Written task
Can you pull out every line of the items below that contains the word "lamp"?

Rows from an object pointing dataset
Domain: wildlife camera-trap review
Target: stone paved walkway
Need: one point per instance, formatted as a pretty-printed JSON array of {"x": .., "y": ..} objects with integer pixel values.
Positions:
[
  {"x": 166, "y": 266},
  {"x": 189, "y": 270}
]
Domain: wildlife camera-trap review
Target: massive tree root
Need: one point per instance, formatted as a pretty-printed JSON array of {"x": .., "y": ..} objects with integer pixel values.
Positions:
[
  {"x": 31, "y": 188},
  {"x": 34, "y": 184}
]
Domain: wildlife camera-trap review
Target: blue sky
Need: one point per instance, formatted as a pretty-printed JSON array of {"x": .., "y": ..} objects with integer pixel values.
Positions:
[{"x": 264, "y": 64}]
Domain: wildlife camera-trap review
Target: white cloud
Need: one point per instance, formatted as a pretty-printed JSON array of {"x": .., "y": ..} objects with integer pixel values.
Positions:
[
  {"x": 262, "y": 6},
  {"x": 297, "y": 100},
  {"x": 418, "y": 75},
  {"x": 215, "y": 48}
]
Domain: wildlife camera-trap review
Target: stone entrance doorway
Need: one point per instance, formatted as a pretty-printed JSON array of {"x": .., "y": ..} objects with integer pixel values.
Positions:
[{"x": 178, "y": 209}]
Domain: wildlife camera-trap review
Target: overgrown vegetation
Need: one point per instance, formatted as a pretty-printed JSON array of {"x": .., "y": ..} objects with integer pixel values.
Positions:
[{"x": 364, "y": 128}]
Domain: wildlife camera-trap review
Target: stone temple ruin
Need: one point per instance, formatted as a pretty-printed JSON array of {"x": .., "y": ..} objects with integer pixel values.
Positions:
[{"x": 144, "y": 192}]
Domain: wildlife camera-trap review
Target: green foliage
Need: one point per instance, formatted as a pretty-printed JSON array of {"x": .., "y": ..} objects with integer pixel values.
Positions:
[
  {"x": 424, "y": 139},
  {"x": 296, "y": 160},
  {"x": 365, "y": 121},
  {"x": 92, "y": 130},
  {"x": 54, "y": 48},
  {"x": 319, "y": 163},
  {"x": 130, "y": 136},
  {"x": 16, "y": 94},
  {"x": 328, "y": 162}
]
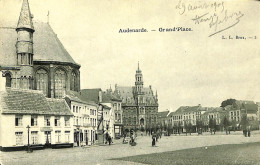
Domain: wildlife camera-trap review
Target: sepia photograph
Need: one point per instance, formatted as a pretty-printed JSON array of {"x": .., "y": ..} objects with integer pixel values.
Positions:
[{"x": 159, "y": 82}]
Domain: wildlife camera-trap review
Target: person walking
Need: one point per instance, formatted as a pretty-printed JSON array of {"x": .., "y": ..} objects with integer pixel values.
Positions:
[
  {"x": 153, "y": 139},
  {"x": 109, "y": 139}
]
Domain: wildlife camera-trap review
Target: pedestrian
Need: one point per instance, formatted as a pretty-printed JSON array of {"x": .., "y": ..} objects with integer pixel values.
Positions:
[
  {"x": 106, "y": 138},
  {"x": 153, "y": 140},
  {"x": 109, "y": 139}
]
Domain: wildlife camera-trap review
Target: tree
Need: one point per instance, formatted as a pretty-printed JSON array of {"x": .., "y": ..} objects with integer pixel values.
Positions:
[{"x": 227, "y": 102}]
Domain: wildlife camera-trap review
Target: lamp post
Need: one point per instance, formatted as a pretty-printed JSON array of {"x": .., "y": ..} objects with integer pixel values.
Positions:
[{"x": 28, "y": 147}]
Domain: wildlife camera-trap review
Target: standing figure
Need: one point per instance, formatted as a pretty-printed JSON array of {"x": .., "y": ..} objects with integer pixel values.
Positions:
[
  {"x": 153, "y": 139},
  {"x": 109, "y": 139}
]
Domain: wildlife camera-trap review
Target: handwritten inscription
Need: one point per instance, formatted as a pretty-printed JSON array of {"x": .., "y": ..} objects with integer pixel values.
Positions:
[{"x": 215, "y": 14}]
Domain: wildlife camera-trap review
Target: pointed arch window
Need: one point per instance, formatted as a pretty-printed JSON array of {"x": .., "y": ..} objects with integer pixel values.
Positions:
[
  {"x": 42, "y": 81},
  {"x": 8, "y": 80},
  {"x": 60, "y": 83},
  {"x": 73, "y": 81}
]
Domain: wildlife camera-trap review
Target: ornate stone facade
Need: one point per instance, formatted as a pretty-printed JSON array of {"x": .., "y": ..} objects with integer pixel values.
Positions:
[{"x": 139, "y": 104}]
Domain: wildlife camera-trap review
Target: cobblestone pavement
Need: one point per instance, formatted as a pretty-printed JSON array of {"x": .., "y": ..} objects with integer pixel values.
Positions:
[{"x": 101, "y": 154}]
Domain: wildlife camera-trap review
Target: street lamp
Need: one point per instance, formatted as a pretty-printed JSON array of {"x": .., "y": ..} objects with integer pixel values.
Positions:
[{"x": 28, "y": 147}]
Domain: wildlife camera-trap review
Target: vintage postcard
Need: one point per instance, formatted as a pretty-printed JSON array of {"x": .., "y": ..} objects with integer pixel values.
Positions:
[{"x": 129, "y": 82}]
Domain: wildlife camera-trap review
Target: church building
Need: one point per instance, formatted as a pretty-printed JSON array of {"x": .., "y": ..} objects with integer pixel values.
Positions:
==
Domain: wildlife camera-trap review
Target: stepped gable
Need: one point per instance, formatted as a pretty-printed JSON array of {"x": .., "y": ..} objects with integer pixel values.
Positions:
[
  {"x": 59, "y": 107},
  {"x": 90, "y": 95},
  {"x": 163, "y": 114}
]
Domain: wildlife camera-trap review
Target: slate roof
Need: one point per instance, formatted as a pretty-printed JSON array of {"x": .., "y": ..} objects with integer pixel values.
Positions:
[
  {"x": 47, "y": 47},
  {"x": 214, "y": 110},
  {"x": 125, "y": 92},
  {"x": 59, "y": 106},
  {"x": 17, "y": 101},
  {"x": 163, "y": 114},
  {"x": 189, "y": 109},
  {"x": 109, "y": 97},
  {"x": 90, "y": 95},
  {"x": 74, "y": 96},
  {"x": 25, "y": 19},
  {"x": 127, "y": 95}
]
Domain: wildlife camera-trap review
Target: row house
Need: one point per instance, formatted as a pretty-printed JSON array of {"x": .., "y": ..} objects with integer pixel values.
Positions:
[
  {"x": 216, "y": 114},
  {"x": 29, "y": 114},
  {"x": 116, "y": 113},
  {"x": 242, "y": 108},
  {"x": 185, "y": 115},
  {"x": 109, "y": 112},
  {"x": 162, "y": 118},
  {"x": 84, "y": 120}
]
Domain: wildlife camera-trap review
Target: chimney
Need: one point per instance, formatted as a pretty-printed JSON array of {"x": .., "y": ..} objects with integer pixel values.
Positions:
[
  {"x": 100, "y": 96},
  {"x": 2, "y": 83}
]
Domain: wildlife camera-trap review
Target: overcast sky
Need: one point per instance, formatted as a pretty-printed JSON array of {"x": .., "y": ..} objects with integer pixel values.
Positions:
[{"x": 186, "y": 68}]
==
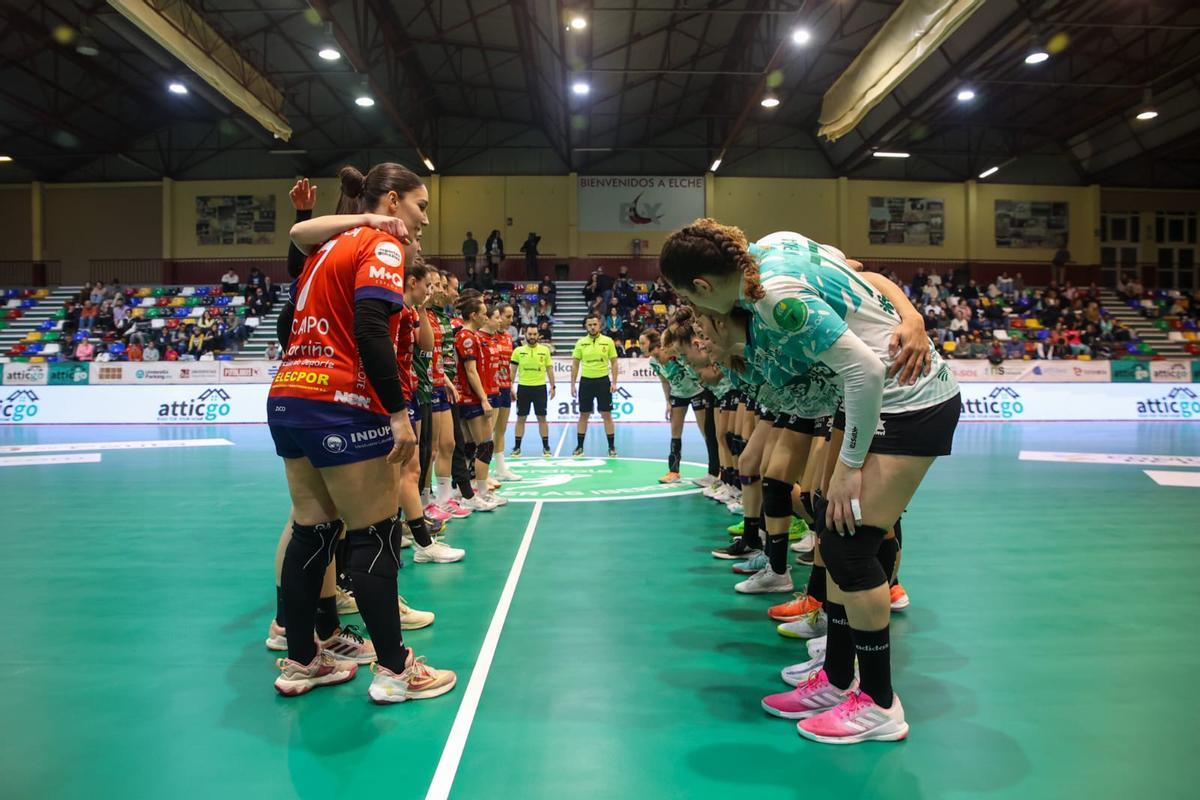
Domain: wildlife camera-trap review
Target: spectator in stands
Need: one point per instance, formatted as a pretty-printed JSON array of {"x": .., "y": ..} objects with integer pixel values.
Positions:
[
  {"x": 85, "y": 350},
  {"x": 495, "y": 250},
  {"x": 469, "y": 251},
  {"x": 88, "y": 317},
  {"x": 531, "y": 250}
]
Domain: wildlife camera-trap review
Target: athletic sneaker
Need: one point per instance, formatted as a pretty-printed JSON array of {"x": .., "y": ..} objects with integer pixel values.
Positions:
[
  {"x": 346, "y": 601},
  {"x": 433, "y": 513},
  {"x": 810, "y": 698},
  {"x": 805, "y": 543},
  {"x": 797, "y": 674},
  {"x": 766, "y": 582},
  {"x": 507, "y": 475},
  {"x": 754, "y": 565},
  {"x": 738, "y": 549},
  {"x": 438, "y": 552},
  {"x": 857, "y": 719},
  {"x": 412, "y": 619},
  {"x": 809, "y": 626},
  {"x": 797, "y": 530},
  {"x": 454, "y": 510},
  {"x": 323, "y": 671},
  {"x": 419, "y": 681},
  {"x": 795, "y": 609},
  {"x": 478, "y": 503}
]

Exercise answer
Target: lamp post
Target: street lamp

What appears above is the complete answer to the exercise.